[Saved entries]
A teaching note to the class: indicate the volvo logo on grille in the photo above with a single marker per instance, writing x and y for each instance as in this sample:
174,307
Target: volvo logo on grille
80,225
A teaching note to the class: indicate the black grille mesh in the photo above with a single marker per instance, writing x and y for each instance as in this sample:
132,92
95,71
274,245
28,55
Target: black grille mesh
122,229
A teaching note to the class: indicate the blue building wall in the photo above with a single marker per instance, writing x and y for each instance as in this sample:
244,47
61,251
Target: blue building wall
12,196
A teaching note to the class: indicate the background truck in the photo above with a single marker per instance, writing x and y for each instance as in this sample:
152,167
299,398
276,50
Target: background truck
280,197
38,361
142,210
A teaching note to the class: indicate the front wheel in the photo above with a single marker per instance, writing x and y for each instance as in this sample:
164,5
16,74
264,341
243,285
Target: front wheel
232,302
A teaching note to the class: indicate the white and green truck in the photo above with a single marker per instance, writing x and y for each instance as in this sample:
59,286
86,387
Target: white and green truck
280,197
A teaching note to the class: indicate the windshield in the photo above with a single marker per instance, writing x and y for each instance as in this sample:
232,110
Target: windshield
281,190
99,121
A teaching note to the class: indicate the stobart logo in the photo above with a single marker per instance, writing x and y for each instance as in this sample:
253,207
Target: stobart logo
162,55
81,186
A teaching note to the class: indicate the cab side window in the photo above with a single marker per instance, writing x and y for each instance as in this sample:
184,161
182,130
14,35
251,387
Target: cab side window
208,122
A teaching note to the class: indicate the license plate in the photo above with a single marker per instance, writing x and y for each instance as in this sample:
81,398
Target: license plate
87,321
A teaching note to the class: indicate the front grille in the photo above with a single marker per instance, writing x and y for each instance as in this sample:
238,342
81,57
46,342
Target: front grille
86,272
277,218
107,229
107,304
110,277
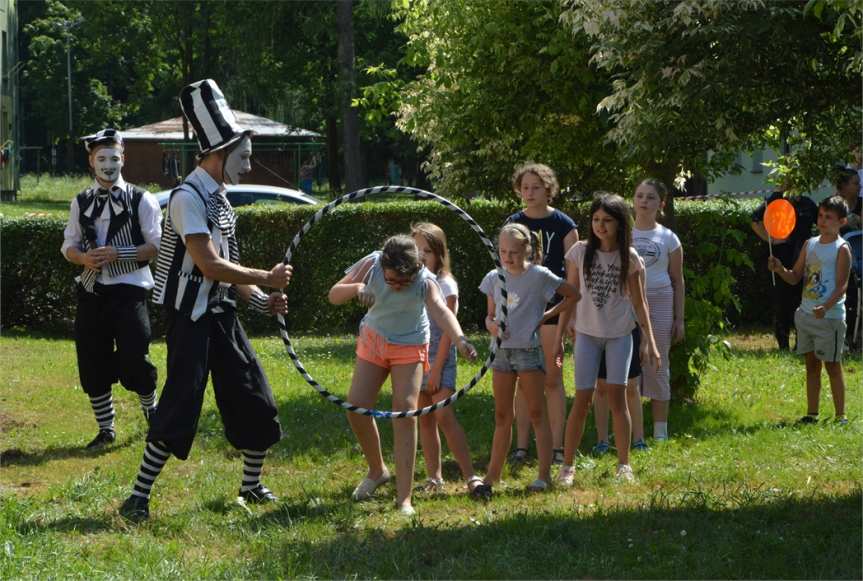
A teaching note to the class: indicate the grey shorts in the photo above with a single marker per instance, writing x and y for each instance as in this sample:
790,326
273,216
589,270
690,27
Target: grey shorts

▶ _Required work_:
Where a line of the entries above holds the word "grey", return that line.

▶ _Task response_:
A teaching note to the class: indicate the grey shorts in the photo above with a single marker per instance, writing x and y for each instance as in this sample:
Target: grey shorts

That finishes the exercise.